Records supplied Block Start
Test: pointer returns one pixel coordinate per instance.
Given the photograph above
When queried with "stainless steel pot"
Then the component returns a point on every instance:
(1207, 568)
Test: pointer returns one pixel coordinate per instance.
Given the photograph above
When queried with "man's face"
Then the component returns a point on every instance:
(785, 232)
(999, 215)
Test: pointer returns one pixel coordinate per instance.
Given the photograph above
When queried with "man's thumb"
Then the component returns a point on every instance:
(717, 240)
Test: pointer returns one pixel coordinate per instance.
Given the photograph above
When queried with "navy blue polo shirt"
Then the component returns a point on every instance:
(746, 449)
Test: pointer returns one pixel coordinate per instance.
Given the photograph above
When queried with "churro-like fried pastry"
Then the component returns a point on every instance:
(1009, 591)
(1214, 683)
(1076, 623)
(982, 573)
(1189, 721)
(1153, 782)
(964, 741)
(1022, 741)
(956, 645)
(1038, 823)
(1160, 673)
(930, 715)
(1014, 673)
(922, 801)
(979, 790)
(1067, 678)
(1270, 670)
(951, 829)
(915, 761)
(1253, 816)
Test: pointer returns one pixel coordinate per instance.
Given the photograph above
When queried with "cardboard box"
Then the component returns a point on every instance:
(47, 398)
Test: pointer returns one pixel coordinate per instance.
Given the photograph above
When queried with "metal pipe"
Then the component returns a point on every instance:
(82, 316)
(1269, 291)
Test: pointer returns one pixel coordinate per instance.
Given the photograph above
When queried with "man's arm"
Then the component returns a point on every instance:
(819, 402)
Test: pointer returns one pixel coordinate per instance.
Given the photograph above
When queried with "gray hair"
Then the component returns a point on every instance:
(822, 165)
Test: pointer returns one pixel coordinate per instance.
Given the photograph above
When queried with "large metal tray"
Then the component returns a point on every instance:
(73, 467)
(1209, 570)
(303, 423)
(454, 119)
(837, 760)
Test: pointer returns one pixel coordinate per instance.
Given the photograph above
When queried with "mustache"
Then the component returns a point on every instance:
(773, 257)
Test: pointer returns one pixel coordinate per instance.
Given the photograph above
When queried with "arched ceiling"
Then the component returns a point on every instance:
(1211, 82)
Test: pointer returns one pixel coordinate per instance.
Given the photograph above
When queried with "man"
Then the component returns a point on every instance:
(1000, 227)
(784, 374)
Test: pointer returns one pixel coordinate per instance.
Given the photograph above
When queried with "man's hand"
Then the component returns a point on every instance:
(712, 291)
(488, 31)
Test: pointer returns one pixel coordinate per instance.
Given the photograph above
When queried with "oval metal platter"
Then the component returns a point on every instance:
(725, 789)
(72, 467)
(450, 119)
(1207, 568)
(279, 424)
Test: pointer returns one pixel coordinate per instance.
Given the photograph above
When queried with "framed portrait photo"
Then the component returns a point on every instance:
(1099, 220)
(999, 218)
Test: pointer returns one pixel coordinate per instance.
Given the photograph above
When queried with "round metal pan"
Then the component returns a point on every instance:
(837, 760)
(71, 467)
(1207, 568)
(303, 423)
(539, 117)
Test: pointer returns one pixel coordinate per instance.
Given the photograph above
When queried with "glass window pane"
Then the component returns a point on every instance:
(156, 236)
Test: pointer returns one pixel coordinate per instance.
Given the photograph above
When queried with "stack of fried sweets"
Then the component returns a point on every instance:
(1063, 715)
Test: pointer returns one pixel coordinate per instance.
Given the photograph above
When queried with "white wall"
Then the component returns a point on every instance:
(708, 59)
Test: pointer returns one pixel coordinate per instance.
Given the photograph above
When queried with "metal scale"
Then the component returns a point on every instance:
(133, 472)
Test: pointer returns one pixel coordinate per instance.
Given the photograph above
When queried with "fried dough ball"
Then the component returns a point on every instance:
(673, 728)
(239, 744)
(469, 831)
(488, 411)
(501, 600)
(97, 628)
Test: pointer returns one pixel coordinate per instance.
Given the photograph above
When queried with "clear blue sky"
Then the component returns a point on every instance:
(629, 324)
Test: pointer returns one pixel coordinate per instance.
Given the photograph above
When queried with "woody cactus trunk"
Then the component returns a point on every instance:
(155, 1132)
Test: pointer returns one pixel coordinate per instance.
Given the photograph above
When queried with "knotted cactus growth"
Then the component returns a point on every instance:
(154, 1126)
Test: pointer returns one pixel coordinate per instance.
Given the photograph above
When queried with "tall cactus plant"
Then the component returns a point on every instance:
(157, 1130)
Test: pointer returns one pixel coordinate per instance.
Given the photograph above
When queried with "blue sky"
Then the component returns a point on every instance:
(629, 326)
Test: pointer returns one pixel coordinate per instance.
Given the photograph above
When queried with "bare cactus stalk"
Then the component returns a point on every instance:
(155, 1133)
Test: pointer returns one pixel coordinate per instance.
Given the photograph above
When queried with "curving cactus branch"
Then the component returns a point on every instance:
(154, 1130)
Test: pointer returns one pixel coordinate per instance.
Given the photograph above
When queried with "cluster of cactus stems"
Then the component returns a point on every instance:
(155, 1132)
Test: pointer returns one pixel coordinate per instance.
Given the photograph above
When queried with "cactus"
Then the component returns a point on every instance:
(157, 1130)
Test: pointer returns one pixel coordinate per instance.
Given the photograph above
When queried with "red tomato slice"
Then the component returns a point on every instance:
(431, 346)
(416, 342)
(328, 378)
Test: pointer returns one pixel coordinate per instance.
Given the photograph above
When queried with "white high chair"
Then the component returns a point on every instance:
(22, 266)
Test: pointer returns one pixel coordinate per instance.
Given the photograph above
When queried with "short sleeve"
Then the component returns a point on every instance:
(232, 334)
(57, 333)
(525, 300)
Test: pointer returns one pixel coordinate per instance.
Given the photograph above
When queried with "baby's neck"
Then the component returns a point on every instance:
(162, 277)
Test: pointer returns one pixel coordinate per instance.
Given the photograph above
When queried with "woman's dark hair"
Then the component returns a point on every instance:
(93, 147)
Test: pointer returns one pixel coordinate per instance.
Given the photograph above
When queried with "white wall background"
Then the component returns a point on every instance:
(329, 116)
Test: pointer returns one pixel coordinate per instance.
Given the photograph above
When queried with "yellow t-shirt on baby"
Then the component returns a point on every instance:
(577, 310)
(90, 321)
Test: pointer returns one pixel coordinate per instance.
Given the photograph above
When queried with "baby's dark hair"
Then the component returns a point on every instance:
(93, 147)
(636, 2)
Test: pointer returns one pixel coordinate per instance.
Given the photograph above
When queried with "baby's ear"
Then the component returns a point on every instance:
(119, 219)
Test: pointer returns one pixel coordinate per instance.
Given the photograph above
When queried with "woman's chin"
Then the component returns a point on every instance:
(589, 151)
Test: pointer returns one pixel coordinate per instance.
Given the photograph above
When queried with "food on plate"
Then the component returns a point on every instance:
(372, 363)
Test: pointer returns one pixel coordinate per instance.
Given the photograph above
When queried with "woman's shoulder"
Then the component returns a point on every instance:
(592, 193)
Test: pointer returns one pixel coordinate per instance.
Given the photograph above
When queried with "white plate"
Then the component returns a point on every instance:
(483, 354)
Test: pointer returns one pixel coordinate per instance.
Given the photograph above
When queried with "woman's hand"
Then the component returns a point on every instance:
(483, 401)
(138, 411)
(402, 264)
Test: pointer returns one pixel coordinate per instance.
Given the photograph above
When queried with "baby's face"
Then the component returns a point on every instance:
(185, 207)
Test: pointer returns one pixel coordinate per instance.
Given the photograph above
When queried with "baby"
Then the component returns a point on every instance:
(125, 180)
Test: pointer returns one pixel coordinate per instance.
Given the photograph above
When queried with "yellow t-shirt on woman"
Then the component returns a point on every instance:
Records supplied Block End
■ Aim of the exercise ■
Where a line of the records has the string "dark", copy that line.

■ Response for this exercise ■
When queried with "woman's dark hair"
When queried with "baby's dark hair"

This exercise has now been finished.